Extract the full set of records that follows, word for word.

* start Data for the task *

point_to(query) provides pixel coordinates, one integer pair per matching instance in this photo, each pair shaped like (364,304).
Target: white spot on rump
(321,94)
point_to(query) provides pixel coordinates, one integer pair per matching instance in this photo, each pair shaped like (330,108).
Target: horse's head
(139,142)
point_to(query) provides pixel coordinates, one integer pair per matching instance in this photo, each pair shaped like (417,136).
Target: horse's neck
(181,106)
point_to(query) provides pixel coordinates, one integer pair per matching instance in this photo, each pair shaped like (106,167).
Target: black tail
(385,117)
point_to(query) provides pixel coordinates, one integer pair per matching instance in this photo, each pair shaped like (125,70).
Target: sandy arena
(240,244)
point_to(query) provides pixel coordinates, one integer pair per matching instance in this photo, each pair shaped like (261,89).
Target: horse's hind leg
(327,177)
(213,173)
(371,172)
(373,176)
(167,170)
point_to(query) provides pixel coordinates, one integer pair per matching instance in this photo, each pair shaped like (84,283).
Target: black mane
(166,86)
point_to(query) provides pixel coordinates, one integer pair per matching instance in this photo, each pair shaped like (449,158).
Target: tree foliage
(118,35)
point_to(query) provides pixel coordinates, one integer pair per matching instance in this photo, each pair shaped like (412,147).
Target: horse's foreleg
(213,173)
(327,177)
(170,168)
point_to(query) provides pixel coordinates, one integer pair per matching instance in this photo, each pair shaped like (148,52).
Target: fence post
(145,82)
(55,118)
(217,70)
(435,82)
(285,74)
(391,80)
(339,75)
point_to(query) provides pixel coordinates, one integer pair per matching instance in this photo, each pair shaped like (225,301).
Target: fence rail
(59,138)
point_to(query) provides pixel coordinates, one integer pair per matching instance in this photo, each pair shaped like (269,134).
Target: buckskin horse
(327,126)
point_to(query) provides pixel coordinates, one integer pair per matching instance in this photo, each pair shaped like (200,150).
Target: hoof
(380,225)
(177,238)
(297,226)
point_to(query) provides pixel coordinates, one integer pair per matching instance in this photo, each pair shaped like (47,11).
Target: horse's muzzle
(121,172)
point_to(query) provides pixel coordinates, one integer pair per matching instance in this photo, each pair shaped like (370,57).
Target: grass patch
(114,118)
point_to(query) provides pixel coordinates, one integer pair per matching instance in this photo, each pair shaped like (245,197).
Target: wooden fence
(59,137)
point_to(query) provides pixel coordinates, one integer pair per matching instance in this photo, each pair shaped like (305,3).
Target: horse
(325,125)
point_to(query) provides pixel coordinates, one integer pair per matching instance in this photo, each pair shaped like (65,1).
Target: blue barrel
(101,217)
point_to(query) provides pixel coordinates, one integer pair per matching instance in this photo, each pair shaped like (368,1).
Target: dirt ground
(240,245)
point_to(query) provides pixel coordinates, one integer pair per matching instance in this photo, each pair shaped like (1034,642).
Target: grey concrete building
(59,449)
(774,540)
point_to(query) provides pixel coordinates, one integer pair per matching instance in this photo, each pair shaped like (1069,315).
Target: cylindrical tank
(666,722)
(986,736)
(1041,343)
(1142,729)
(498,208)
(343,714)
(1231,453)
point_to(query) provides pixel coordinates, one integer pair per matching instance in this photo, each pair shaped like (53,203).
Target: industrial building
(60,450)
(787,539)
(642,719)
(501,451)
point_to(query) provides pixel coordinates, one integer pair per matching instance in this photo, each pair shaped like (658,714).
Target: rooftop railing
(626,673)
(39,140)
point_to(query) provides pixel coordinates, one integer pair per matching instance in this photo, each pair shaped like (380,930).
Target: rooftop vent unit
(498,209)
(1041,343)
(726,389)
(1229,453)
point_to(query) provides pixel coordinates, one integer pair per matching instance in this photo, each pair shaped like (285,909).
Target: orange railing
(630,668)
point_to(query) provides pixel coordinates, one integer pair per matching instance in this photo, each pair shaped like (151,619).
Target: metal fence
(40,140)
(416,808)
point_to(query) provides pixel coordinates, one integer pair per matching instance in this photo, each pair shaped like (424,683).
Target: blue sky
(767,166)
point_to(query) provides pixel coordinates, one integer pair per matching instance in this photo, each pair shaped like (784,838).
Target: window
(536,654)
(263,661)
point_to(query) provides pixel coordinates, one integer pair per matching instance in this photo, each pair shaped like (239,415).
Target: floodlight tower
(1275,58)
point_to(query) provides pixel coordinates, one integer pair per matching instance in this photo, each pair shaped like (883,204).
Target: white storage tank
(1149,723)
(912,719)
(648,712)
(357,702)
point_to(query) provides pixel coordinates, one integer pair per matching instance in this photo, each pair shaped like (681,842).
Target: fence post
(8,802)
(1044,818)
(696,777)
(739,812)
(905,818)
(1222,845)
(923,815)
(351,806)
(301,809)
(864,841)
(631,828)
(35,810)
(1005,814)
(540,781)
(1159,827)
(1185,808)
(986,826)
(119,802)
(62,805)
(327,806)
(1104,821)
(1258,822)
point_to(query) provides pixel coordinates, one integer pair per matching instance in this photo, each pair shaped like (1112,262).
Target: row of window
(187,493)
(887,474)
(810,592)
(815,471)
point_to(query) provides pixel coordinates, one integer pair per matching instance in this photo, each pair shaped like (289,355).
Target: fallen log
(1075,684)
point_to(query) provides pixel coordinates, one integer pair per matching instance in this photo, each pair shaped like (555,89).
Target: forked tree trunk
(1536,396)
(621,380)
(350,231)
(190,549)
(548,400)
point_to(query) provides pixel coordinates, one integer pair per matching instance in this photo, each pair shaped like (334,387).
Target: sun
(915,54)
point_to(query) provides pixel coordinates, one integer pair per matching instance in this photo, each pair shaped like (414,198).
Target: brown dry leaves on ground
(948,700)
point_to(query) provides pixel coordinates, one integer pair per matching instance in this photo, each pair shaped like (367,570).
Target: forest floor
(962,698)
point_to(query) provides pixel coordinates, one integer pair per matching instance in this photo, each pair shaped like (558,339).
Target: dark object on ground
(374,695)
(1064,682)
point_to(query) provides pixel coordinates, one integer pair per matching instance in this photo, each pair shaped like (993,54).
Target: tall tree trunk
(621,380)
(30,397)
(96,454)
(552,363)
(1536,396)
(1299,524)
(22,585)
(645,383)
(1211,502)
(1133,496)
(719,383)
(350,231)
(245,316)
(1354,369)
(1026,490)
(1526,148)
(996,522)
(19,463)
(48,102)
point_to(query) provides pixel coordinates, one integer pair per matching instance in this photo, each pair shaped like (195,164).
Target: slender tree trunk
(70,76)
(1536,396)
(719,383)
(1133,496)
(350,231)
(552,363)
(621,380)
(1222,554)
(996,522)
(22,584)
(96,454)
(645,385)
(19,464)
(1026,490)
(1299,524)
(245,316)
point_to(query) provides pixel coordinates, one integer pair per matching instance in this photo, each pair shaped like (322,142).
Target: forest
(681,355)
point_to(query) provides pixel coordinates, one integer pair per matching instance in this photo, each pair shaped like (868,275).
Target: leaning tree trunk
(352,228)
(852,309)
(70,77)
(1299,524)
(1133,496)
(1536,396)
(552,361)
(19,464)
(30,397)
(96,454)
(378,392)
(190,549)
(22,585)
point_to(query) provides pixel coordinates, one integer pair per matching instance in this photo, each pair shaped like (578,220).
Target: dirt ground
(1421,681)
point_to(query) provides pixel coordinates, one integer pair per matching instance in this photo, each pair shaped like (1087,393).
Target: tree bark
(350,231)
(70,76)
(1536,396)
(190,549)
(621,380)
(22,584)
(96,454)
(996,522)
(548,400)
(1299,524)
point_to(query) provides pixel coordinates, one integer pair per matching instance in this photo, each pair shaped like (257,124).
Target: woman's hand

* end Data for the task *

**Answer to the exercise:**
point_to(query) provides pixel coordinates, one integer pair per matching instance in this photo, each pair shaped like (364,304).
Target: white spot on rump
(321,94)
point_to(query) provides pixel coordinates, one integer pair per matching instance in this photo, each pair shaped like (330,108).
Target: horse's head
(139,142)
point_to(query) provides pixel coordinates, one integer pair per matching instance in this photo, each pair shaped like (417,136).
Target: horse's neck
(181,106)
point_to(query) provides pixel coordinates, one integer pair per matching instance in this photo, each pair shaped like (106,167).
Target: black tail
(385,117)
point_to(query) provides pixel coordinates, one integer pair per matching instance in this photo, each pair shaped like (125,70).
Target: sandy arena
(240,244)
point_to(query) provides pixel coordinates, one integer pair per matching instance in this photo, each pair shaped like (261,89).
Target: horse's hind leg
(327,177)
(213,173)
(371,172)
(373,176)
(167,170)
point_to(query) provides pixel coordinates, one integer pair per matching instance in this photo, each pair shaped like (84,283).
Target: black mane
(166,86)
point_to(query) provides pixel coordinates, one integer pair per matching instance in this photo, each pair shaped like (449,158).
Target: tree foliage
(118,35)
point_to(query) provides pixel coordinates, one integer pair per matching instance in this photo, each pair shaped like (412,147).
Target: horse's foreleg
(213,173)
(327,177)
(170,168)
point_to(query) provides pixel coordinates, one integer pair per matching instance in this photo, each pair shaped like (148,52).
Target: fence post
(145,82)
(55,118)
(217,70)
(435,82)
(285,74)
(391,80)
(339,75)
point_to(query) provides pixel coordinates, one integer pair per matching instance in this photo, each pair shaped like (225,301).
Target: fence rail
(59,138)
point_to(query) provides pixel coordinates, one integer pair per matching instance in this photo, each pair shaped like (269,134).
Target: buckskin horse
(327,126)
point_to(query) provides pixel coordinates, one integer pair per matching instance in this photo, each pair shaped like (200,150).
Target: hoof
(380,225)
(177,238)
(297,226)
point_to(query) provides pixel coordinates, one integer pair per matching instance in this photo, each pair shaped like (47,11).
Target: horse's muzzle
(121,172)
point_to(query) provides pixel coordinates, one integer pair per matching instance in this photo, each pair shaped like (370,57).
Target: grass patch
(114,118)
point_to(query) provides pixel coordinates, one integer pair per matching instance in this photo, each pair shaped like (245,197).
Target: wooden fence
(59,137)
point_to(query) provides pixel coordinates, one integer pair per matching instance in this photo, each pair shaped like (305,3).
Target: horse
(325,125)
point_to(query) provides pixel coordinates, one integer pair per matching instance in this photo, each pair shaped like (65,1).
Target: blue barrel
(101,217)
point_to(query) provides pixel coordinates, one integer pair per matching instance in this photo, each pair shaped like (368,1).
Target: dirt ground
(240,245)
point_to(query) provides pixel coordinates, one integer pair per matching instance in this photo, each pair shaped like (1034,642).
Target: grey concrete building
(59,449)
(774,540)
point_to(query) provides pixel coordinates, one integer pair per matching instance in this photo, each pair shaped like (1069,315).
Target: cylindrical tank
(666,722)
(986,736)
(1041,343)
(1142,729)
(498,208)
(343,714)
(1231,453)
point_to(query) provides pixel coordinates, one integer pair per matching instance in this photo, each pair shaped like (53,203).
Target: industrial building
(60,450)
(787,539)
(642,719)
(501,451)
point_to(query) provides pixel coordinates, one integer pair per matching instance in this photo, each pair shaped like (658,714).
Target: rooftop railing
(626,673)
(39,140)
point_to(query) provides pixel coordinates, one integer pair per matching instance in this photo, each pair shaped like (380,930).
Target: rooftop vent unit
(498,209)
(1041,343)
(726,389)
(1229,453)
point_to(query) provides pixel coordinates, one integer pair per matching instance in this photo, each pair shaped like (285,909).
Target: orange railing
(630,668)
point_to(query) provides pixel coordinates, one integer pair per matching instance in this photo, each pair shaped like (151,619).
Target: metal fence
(40,140)
(416,808)
point_to(query) provides pixel coordinates, one integer pair per matching instance in this photo, each pair shaped like (424,683).
Target: blue sky
(767,166)
point_to(query) provides pixel coordinates, one integer pair per matching instance in this photo, each pair shaped like (784,838).
Target: window
(536,654)
(263,661)
point_to(query) provides pixel coordinates, one integer pair per matching instance in this photo, each pair shaped like (239,415).
Target: floodlight tower
(1275,58)
point_to(query) provides pixel coordinates, one integer pair per matching instance in this photo, each pair shaped like (883,204).
Target: white storage tank
(1149,723)
(912,719)
(648,712)
(357,702)
point_to(query) provides pixel coordinates, one integer pair per matching instance in this photo, each pair shaped like (681,842).
Target: fence post
(8,802)
(1044,818)
(696,777)
(739,812)
(905,818)
(1222,845)
(923,815)
(351,806)
(301,809)
(864,841)
(631,828)
(35,810)
(1005,814)
(540,781)
(1159,827)
(1185,808)
(986,826)
(119,802)
(62,805)
(327,806)
(1104,821)
(1258,822)
point_to(query) provides pixel coordinates, one integer pair per matching instance in this photo, each pair shaped like (1112,262).
Target: row of window
(187,493)
(887,474)
(810,592)
(815,471)
point_to(query) provides pixel coordinates, one integer pair per matching instance in this photo, each pair shaped like (289,355).
Target: fallen log
(1075,684)
point_to(query) provides pixel coordinates, one integer pair per matching instance in this photo, each pair shaped like (555,89).
Target: forked tree trunk
(1536,396)
(621,380)
(350,231)
(190,549)
(548,400)
point_to(query) provides pixel coordinates, one integer pair per matching instance in this photo, each pair shaped like (334,387).
Target: sun
(915,54)
point_to(query) provides pixel coordinates, one integer pair per matching instance in this photo, each pair shaped like (414,198).
Target: brown dry leaves on ground
(948,700)
point_to(query) provides pixel coordinates, one integer pair per matching instance in this photo, each pair shaped like (367,570).
Target: forest floor
(962,698)
point_to(query) provides pixel coordinates, one integer pair per matching instance in this photo, each pair shaped like (558,339).
Target: dark object on ground
(374,695)
(1064,682)
point_to(query) provides pixel coordinates, one integer pair per matching instance in this photo, each pair shaped like (993,54).
Target: tall tree trunk
(621,380)
(30,397)
(96,454)
(552,363)
(1536,396)
(1299,524)
(22,585)
(645,383)
(1211,502)
(1133,496)
(719,383)
(350,231)
(245,316)
(1354,369)
(1026,490)
(1526,148)
(996,522)
(19,463)
(48,102)
point_to(query) provides pixel coordinates, one integer pair per matching instance in this photo, each pair shaped like (195,164).
Target: slender tree trunk
(70,76)
(1536,396)
(719,383)
(1133,496)
(350,231)
(552,363)
(621,380)
(1222,554)
(996,522)
(22,584)
(96,454)
(645,385)
(19,464)
(1026,490)
(1299,524)
(245,316)
point_to(query) provides pixel coordinates, one integer pair per matching instance in this photo, each pair shaped like (322,142).
Target: forest
(681,355)
point_to(query) provides pixel coordinates, one integer pair per matching instance in this photo, each pair shaped like (868,275).
Target: leaning tree trunk
(352,228)
(852,309)
(70,77)
(1299,524)
(1133,496)
(1536,396)
(552,361)
(19,464)
(30,397)
(96,454)
(378,392)
(190,549)
(22,585)
point_to(query) provides pixel coordinates, one integer pair per matching instance in this photo, each pair shaped like (578,220).
Target: dirt ground
(1421,681)
point_to(query) provides pixel coordinates, one integer pair per matching instance in this photo, each pair shaped like (1087,393).
Target: tree bark
(350,231)
(70,76)
(1536,396)
(190,549)
(621,380)
(22,584)
(96,454)
(996,522)
(548,400)
(1299,524)
point_to(query) provides pixel coordinates, one integer pair per matching instance in this photo, each pair shaped like (257,124).
Target: woman's hand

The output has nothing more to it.